— start —

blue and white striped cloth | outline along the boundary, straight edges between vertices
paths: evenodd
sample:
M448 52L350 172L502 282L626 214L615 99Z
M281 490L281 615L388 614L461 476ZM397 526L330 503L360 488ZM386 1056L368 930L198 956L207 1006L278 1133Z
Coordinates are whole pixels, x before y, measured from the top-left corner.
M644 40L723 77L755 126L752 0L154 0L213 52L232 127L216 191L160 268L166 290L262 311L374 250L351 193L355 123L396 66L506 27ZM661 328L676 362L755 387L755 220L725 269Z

— end —
— start —

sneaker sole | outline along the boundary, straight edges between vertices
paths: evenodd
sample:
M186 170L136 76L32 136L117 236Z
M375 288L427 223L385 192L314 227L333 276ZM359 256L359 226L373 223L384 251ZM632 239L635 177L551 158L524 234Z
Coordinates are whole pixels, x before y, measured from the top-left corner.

— end —

* Goal of the exercise *
Rewrite the lines beginning at the one that contains "blue and white" and ending after the one that contains "M644 40L723 77L755", replacing "striped" with "checkered" and changing nothing else.

* Result of this exercise *
blue and white checkered cloth | outline along the boundary, straight edges between vertices
paths: evenodd
sample:
M448 52L350 172L502 282L626 214L615 99Z
M281 490L281 615L388 614L461 476ZM397 526L330 503L360 488ZM386 1056L368 930L198 956L207 1006L278 1133Z
Coordinates are whole pixels, x before y, measured from the top-left corner.
M644 40L723 77L755 126L752 0L154 0L213 52L232 127L216 191L160 268L166 290L262 311L374 250L351 193L355 123L396 66L506 27ZM661 328L676 362L755 387L755 220L725 269Z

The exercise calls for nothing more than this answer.